Your instructions
The records should be repeated word for word, pictures excluded.

Recorded data

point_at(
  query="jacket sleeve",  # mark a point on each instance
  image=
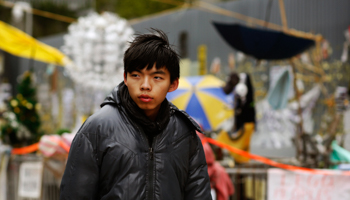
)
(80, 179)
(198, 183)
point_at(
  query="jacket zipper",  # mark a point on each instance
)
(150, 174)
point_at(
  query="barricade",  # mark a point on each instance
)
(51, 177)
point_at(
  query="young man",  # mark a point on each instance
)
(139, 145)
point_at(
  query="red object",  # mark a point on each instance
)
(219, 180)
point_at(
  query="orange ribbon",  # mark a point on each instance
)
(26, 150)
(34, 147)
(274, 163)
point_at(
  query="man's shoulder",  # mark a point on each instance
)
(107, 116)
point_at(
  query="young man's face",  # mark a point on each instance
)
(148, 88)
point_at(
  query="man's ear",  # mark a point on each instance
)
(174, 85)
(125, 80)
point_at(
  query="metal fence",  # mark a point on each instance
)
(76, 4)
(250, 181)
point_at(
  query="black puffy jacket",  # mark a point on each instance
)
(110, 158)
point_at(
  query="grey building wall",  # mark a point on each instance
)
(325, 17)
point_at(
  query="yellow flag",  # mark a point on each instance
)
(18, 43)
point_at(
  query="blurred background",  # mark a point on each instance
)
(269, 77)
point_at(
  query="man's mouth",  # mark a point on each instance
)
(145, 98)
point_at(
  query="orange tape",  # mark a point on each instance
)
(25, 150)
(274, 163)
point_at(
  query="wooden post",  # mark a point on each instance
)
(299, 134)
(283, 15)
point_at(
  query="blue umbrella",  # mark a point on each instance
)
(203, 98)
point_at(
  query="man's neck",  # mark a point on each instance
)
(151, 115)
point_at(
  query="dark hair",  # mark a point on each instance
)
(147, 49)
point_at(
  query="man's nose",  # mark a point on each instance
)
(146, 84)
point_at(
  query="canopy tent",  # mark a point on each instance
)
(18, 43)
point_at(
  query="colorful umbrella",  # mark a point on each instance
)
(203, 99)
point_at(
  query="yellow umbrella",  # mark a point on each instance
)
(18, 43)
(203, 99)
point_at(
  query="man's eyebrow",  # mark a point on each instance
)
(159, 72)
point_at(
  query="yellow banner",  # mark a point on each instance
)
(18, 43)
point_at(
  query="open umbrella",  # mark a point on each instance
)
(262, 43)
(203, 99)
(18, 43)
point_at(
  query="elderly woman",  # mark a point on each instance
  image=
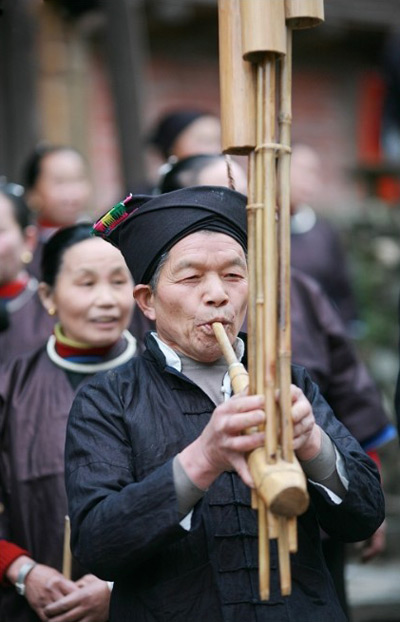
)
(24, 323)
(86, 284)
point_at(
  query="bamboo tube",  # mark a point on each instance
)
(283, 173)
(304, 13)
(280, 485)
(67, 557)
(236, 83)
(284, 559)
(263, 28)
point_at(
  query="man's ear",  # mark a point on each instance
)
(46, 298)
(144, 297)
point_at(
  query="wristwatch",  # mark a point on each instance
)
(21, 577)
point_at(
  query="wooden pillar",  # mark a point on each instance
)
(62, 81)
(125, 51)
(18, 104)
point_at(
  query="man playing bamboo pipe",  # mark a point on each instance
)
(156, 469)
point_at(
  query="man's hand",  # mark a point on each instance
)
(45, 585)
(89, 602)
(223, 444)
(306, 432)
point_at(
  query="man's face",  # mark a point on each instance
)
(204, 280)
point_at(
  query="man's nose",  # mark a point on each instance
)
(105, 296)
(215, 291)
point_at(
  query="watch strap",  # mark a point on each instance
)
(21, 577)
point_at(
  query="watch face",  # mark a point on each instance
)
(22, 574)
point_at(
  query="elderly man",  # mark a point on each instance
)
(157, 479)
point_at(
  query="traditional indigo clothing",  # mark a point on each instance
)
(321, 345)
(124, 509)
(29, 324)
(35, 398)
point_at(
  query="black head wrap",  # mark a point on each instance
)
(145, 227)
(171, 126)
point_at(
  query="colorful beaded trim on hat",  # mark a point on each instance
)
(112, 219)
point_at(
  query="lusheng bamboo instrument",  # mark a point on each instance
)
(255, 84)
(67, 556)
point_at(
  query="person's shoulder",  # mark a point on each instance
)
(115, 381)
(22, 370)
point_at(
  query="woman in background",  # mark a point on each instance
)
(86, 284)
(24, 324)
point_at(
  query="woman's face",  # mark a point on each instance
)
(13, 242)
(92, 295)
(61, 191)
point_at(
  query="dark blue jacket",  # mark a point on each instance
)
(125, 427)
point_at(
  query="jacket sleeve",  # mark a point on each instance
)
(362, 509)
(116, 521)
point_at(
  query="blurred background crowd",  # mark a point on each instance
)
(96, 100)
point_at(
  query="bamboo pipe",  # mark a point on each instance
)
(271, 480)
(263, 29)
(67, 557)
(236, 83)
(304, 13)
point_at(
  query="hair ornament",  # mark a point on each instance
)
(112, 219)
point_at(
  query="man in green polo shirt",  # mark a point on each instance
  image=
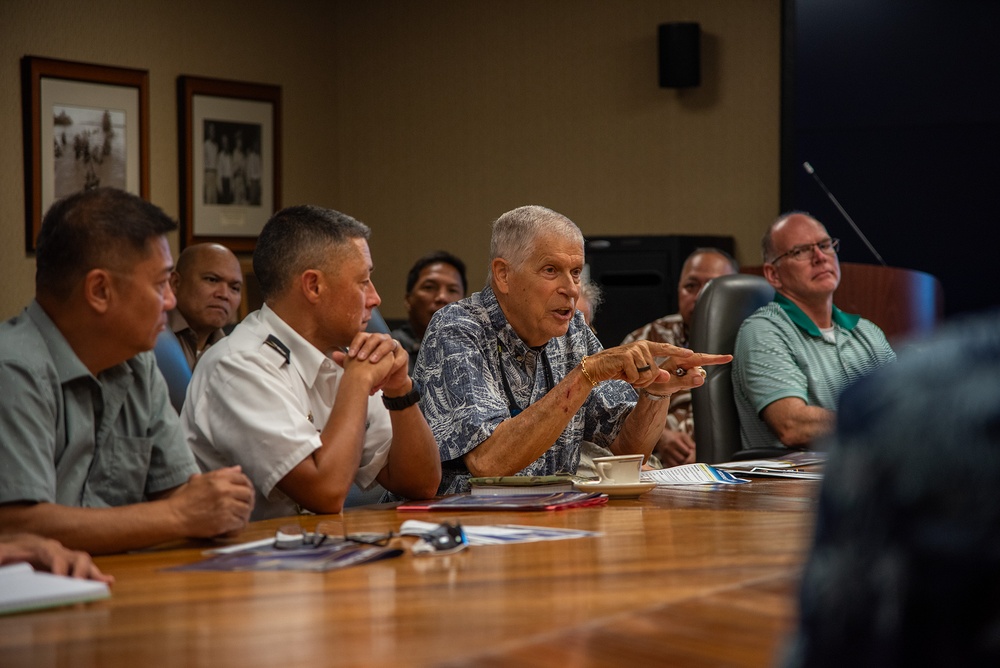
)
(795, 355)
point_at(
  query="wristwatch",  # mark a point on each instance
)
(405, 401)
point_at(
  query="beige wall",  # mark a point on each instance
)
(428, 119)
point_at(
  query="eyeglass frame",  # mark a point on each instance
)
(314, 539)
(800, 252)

Solution to this exercise
point_at(
  query="jacket sleeve",  # mark a point on each instance
  image=
)
(80, 179)
(198, 183)
point_at(
  query="jacket zipper",  # mark a point on each instance
)
(150, 174)
point_at(
  query="barricade",  # mark a point on each instance
)
(51, 177)
point_at(
  query="young man",  # mark a point on each instance
)
(139, 145)
point_at(
  query="red object",  # mark a point on each instance
)
(219, 180)
point_at(
  query="orange ribbon",  # mark a point on each instance
)
(26, 150)
(34, 147)
(274, 163)
point_at(
  query="man's shoulder",  # mark a point on each instance
)
(107, 116)
point_at(
  query="young man's face",  # mark a point on each instance
)
(148, 88)
point_at(
  query="man's ear",  # mark a point on each instance
)
(174, 85)
(125, 80)
point_at(
  query="metal fence",  # mark a point on each instance
)
(76, 4)
(250, 181)
point_at(
  query="black puffy jacket",  # mark a point on each instance
)
(110, 158)
point_at(
  query="grey building wall",  # mark a point on each instance
)
(325, 17)
point_at(
  query="yellow flag",  # mark a point on each instance
)
(18, 43)
point_at(
  query="blurred background",  # mark a point on each instance
)
(269, 77)
point_at(
  query="man's mouth",  # mark a point on each instance
)
(145, 98)
point_at(
  query="orange tape",  # mark a point on each instance
)
(25, 150)
(274, 163)
point_at(
  query="wooden post",  # mark a point on each instance
)
(299, 134)
(283, 15)
point_at(
  query="blue umbrella",  # mark a point on each instance
)
(203, 98)
point_at(
  query="man's neck",  # mark a point on each instance
)
(151, 115)
point_at(
  query="dark hair",  # mark a point on each instance
)
(147, 49)
point_at(
  query="man's nose",  # mark a point on each instance
)
(146, 84)
point_at(
  query="canopy tent",  # mark a point on each instance
)
(18, 43)
point_at(
  query="colorful umbrella",  # mark a point on each instance
)
(203, 99)
point_at(
  query="yellow umbrella",  # mark a point on each instance
)
(18, 43)
(203, 99)
point_at(
  query="man's eyebrow",  # mark a point on each instance
)
(159, 72)
point_at(
  query="yellow banner",  # mark a point on each instance
)
(18, 43)
point_at(
  query="open umbrella",  # mark a point on each instance
)
(262, 43)
(203, 99)
(18, 43)
point_at(
  query="elderly woman",  # mark a point on each instance
  image=
)
(24, 323)
(86, 284)
point_at(
  query="bamboo tube",  # mark a point on each instance
)
(283, 173)
(304, 13)
(280, 485)
(67, 557)
(236, 83)
(284, 559)
(263, 28)
point_at(
  query="man's ear",  # mark a point on each instance
)
(46, 298)
(144, 297)
point_at(
  query="wristwatch",  # mark a point on each instance
)
(21, 577)
point_at(
  query="wooden pillar",  # mark a point on each instance
)
(62, 81)
(125, 51)
(18, 104)
point_at(
  query="man playing bamboo pipe",  # mark a point on each instance
)
(156, 469)
point_at(
  query="man's hand",  # mark a point on each instance
)
(45, 585)
(89, 602)
(223, 444)
(306, 432)
point_at(
  query="man's face",  # mark a point on each instance
)
(204, 280)
point_at(
  query="man's nose",  # mark a point on each instance
)
(105, 296)
(215, 291)
point_at(
  query="watch strap",  # mark a point on each instance
)
(21, 577)
point_at(
  query="watch face",  # mark a point on each instance
)
(22, 574)
point_at(
  query="elderly man",  # mark a point on each instance
)
(157, 479)
point_at(
  query="traditional indigo clothing",  # mark a point on each instance
)
(321, 345)
(124, 509)
(29, 324)
(35, 398)
point_at(
  query="black head wrap",  # mark a point on each instance
)
(145, 227)
(171, 126)
point_at(
  query="colorful beaded trim on hat",  # mark a point on each instance
)
(112, 219)
point_at(
  query="lusheng bamboo instrument",  # mark a point on each instance
)
(255, 84)
(67, 556)
point_at(
  query="person's shoulder",  # mark a point on each instance
)
(115, 381)
(22, 370)
point_at(
  query="woman in background",  # mark a point on each instance
)
(86, 284)
(24, 324)
point_at(
  query="woman's face",  # mark a point on each instance
)
(13, 242)
(92, 295)
(61, 191)
point_at(
  query="dark blue jacket",  # mark a point on each instance
)
(125, 427)
point_at(
  query="jacket sleeve",  # mark a point on each instance
)
(362, 509)
(116, 521)
point_at(
  query="blurred background crowd",  # mark a point on each instance
)
(96, 100)
point_at(
  query="bamboo pipe",  # mark a point on each instance
)
(271, 480)
(263, 29)
(67, 557)
(236, 83)
(304, 13)
point_at(
  query="hair ornament",  # mark a point on each instance
)
(112, 219)
point_at(
  query="man in green polo shirt",  # mark a point on each instance
  image=
)
(795, 355)
point_at(
  query="wristwatch",  # mark a point on each instance
)
(405, 401)
point_at(
  query="beige wall",  # mark a point on each instance
)
(428, 119)
point_at(
  query="eyeglass frame",  # mark a point on each instance
)
(314, 539)
(800, 252)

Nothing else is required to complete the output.